READING PASSAGE -
Start of Block
Source:Bill Musgrave, American Gold Exchange
AustinNew York spot gold slipped 0.9% to close under $2,323 after unremarkable inflation data prompted traders to close their books on May by taking profits. Still, the metal gained nearly 1% for the month to notch its fourth straight monthly win. Silver fell 3.5% to finish at $30.30 but still gained 14.9% in May.
The personal expenditures consumption index, considered the Feds preferred inflation gauge, rose 0.3% in April, holding the 12-month rate at 2.7%. The rise was precisely in line with forecasts. Factoring out food and energy, the core PCE rose 0.2% for the smallest gain since last December, holding the 12-month rate at 2.8%.
While the data suggested that the inflation surge of early 2024 may be fading, it gave little clarity on the timetable for the Fed to reduce interest rates. The cost of services housing, medical care, travel remains stubbornly high at 3.8% after rising 0.3% in April.
End of Block
DATA RECORDS -
Start of Block
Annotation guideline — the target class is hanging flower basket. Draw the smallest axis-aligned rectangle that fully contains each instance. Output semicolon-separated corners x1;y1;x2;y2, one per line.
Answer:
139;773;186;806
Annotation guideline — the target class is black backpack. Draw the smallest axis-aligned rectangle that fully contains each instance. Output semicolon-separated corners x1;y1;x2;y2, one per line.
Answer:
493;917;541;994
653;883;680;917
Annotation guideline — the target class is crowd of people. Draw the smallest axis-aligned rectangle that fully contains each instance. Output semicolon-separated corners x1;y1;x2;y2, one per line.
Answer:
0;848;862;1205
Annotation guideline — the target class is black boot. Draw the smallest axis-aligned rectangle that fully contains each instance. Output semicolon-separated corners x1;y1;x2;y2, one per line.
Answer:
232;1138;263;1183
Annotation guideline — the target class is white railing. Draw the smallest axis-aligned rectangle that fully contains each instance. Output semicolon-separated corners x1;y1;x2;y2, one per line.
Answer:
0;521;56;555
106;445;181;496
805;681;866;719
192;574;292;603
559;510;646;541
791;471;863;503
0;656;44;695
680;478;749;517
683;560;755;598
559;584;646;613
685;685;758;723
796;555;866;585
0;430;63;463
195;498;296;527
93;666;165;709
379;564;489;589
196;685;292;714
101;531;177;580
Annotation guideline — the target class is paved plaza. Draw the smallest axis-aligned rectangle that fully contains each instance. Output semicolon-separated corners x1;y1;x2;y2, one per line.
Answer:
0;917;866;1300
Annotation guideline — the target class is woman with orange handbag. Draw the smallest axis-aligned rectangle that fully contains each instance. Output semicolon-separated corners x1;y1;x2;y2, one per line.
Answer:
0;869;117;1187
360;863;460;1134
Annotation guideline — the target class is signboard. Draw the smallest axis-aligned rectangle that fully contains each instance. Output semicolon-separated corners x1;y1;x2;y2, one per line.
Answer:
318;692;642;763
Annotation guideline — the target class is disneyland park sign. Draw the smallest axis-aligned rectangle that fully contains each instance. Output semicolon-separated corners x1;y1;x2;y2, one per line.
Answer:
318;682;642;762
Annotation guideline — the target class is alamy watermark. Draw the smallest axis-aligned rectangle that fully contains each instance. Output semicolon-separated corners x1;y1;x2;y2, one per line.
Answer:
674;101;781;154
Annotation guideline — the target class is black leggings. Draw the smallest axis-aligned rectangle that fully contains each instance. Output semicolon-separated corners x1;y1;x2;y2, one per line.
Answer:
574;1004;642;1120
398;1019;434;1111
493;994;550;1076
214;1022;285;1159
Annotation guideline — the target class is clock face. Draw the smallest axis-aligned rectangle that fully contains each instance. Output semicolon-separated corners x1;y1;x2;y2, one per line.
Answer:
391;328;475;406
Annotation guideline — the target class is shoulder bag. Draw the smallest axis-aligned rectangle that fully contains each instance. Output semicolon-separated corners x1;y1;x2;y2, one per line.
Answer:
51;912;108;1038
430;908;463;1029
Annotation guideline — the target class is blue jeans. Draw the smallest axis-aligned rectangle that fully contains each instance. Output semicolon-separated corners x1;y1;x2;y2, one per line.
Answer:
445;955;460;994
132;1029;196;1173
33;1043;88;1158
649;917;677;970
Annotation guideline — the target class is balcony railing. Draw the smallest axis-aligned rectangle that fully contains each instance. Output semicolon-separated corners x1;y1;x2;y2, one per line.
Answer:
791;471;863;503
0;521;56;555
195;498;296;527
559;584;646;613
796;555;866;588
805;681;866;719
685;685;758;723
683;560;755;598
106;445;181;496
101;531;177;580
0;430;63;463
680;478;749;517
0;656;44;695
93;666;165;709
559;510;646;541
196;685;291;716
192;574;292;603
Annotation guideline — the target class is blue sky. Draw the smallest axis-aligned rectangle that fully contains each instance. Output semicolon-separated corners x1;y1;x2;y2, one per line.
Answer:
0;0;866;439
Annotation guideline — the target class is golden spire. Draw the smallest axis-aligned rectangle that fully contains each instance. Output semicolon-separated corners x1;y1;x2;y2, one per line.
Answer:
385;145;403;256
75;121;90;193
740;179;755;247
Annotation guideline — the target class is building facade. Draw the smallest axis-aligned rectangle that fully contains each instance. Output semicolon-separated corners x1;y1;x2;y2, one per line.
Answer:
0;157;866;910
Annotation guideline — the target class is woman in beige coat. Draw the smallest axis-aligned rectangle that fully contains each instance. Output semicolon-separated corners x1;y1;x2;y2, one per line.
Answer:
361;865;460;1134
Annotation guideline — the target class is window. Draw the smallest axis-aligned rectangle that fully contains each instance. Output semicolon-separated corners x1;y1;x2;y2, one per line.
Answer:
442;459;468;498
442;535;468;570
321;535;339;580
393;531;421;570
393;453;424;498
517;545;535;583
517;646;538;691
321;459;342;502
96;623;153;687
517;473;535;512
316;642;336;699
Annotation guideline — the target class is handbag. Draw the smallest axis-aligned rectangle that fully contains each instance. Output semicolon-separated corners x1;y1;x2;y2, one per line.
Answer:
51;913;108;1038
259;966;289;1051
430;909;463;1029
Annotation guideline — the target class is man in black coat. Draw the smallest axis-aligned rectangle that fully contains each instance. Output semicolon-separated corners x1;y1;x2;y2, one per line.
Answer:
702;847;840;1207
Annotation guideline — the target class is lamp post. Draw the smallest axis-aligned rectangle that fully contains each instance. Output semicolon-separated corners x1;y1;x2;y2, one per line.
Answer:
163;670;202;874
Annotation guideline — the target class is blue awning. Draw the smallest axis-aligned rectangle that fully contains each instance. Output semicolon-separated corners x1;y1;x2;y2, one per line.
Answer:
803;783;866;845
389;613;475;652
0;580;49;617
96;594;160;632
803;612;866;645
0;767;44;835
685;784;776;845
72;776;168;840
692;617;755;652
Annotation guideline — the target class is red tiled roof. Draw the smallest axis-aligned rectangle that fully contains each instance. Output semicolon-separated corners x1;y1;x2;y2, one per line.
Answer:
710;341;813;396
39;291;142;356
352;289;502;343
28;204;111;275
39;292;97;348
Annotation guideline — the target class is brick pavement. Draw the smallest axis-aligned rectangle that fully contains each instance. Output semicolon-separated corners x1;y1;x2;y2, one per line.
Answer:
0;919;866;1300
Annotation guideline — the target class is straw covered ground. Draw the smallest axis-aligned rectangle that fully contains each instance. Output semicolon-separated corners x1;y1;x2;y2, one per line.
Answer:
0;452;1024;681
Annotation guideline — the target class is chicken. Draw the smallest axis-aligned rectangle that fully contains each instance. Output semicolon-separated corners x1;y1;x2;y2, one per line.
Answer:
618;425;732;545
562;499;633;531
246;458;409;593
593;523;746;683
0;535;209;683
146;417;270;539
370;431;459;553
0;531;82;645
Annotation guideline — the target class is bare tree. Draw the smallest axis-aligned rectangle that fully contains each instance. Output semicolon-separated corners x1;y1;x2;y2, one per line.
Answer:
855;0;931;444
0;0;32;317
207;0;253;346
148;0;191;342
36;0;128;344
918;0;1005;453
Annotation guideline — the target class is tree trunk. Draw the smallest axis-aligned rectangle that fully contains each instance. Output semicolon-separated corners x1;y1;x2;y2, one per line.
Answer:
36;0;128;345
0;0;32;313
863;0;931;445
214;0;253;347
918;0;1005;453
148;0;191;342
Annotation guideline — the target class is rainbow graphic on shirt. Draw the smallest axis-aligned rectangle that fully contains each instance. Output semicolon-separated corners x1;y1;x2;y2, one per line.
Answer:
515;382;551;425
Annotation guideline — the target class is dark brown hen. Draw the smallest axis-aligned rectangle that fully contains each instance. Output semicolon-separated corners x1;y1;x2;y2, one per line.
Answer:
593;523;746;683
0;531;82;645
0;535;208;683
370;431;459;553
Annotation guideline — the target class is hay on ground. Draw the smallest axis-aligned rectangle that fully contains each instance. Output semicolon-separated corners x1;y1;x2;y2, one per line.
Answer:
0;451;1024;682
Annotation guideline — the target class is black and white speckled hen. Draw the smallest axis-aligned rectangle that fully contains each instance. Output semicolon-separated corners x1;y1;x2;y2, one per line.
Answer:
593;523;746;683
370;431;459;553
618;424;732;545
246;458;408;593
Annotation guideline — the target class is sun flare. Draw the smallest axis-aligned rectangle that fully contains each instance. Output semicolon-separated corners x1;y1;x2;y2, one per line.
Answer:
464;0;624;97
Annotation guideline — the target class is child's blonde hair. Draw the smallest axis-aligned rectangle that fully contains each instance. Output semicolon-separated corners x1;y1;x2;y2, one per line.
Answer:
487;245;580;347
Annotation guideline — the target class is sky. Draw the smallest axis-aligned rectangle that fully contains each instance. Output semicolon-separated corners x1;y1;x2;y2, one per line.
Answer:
End of Block
EXERCISES TO COMPLETE -
(1) Answer these questions from the gold market report:
(a) How much did silver gain over the month of May?
(b) By how much did the core PCE rise in April?
(c) At what rate does the cost of services remain?
(2) Write out the passage of the gold market report that begins with the words containing "Source:Bill Musgrave, American" and ends with "rate at 2.8%.".
The listing is drawn from a separate source.

WRITTEN RESPONSES -
(1)
(a) 14.9%
(b) 0.2%
(c) 3.8%

(2)
Source:Bill Musgrave, American Gold Exchange
AustinNew York spot gold slipped 0.9% to close under $2,323 after unremarkable inflation data prompted traders to close their books on May by taking profits. Still, the metal gained nearly 1% for the month to notch its fourth straight monthly win. Silver fell 3.5% to finish at $30.30 but still gained 14.9% in May.
The personal expenditures consumption index, considered the Feds preferred inflation gauge, rose 0.3% in April, holding the 12-month rate at 2.7%. The rise was precisely in line with forecasts. Factoring out food and energy, the core PCE rose 0.2% for the smallest gain since last December, holding the 12-month rate at 2.8%.